In the entries that follow, find the line containing "Query: metal bracket on loader"; from there, copy every line exactly through the line containing "Query: cloudy sky".
***** Input data *****
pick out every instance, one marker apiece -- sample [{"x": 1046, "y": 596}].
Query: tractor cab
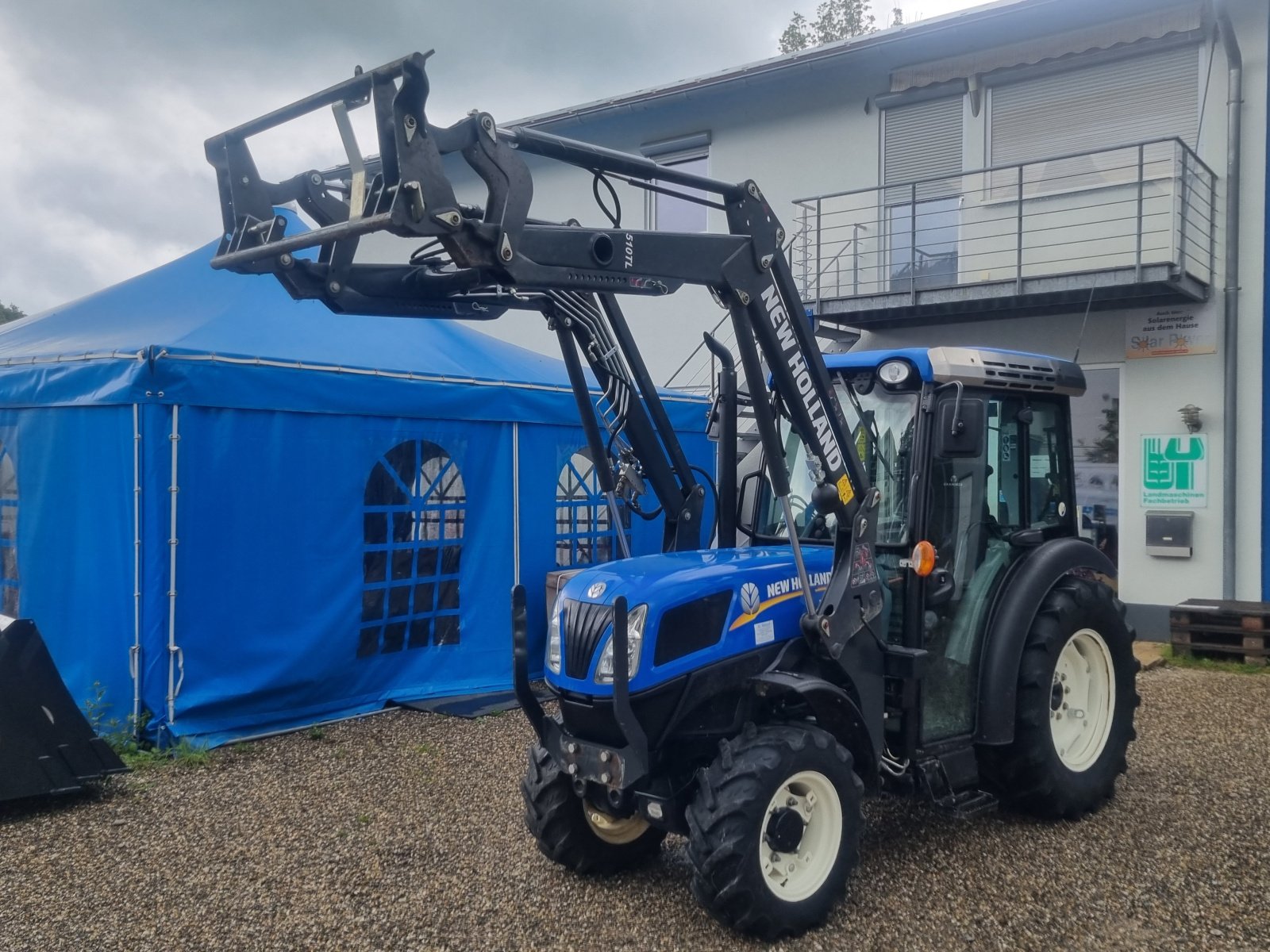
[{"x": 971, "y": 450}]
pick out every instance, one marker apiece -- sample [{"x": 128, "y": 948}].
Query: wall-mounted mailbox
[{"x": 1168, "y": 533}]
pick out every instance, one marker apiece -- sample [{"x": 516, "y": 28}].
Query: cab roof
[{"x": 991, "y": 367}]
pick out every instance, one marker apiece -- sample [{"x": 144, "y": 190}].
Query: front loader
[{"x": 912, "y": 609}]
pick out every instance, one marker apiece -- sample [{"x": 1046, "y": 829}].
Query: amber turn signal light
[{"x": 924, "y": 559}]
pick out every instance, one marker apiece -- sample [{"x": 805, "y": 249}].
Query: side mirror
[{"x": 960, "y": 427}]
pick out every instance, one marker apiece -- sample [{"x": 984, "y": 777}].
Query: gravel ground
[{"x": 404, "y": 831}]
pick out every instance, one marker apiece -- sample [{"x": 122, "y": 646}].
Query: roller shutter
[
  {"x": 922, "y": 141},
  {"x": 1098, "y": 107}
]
*****
***** Input data *****
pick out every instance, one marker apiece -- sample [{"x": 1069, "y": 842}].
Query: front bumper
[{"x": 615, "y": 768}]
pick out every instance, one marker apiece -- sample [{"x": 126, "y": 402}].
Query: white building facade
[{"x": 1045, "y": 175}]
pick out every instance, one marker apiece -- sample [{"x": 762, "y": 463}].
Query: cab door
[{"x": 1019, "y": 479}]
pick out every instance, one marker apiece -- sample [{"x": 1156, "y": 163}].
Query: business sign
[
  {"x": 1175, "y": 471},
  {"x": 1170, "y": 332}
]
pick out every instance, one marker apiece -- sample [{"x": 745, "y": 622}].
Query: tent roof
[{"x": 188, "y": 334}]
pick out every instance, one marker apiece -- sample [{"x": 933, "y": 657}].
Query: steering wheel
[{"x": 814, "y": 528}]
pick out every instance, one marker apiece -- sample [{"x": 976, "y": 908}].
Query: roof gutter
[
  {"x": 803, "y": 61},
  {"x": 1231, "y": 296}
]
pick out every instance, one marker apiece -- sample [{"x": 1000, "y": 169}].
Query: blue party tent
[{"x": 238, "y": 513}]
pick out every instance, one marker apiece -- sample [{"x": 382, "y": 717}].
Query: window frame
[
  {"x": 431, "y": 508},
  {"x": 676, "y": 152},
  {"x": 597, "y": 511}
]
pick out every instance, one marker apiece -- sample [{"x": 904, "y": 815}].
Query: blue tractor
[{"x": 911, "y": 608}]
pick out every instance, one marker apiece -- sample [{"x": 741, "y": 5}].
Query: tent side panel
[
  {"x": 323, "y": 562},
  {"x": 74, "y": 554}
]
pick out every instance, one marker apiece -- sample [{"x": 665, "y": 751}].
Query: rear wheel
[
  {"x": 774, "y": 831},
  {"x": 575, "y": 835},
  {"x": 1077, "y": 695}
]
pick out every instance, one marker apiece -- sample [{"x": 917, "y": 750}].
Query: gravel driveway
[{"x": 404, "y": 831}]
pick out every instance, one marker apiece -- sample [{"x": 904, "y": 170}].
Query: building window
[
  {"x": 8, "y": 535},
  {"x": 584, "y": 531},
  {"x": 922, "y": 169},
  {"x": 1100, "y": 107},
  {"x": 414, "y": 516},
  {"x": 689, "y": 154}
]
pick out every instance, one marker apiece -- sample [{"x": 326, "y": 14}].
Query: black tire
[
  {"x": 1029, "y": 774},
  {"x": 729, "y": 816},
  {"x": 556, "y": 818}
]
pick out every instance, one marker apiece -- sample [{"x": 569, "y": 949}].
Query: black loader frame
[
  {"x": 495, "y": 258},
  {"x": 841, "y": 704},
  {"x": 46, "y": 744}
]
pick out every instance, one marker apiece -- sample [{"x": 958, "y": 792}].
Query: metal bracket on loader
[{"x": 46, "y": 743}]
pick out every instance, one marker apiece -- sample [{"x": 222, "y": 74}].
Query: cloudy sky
*****
***** Input data *****
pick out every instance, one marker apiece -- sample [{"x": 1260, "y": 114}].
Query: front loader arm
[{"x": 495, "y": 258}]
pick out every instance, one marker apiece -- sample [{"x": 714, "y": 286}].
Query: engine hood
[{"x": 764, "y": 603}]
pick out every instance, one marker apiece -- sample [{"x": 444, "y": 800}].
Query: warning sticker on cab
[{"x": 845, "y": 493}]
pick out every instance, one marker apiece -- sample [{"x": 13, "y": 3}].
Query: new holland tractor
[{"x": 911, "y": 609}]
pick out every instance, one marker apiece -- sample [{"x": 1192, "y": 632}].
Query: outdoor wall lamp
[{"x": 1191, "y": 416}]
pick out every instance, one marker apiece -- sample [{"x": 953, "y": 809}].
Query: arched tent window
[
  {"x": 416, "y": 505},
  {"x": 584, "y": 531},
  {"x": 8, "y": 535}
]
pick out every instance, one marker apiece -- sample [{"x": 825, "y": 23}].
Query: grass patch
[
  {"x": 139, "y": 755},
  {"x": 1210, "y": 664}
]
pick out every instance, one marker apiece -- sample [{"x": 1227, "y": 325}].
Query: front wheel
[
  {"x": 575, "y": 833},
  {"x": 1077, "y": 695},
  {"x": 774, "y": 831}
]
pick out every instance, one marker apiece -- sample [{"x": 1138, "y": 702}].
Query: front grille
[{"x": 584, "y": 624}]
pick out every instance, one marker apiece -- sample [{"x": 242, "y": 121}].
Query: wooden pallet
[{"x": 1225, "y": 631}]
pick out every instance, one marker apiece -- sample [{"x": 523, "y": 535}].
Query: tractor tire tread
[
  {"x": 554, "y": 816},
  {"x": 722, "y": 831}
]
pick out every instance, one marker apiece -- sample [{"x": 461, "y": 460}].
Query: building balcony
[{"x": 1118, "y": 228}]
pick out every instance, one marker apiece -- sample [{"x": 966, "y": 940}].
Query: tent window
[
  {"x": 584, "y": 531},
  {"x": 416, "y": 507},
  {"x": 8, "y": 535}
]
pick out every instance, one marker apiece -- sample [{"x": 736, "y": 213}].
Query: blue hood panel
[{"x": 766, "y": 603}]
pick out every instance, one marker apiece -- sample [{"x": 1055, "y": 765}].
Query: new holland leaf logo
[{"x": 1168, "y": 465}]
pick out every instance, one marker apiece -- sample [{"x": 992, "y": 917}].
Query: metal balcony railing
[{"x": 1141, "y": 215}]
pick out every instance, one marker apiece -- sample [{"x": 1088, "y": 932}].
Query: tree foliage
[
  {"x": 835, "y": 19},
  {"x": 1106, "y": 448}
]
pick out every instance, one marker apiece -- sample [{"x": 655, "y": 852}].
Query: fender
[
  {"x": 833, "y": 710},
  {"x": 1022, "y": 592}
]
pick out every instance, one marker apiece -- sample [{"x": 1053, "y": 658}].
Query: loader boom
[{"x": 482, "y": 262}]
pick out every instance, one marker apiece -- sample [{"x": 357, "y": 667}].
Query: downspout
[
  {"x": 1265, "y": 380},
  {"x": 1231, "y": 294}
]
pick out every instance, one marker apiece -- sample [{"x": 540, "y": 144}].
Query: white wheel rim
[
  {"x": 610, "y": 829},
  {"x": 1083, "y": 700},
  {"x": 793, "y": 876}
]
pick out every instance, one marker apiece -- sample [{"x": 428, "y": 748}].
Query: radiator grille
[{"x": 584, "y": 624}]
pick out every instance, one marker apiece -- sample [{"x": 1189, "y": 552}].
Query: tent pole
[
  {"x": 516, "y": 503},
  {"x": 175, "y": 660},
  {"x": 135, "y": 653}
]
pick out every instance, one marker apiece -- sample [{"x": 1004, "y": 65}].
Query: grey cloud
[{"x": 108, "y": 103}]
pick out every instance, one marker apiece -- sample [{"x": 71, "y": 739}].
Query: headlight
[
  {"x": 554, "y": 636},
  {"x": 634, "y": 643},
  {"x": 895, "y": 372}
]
*****
◆ Answer
Query: metal bracket on loader
[{"x": 46, "y": 743}]
pick out every instance, one marker apiece -- sample [{"x": 222, "y": 74}].
Query: cloudy sky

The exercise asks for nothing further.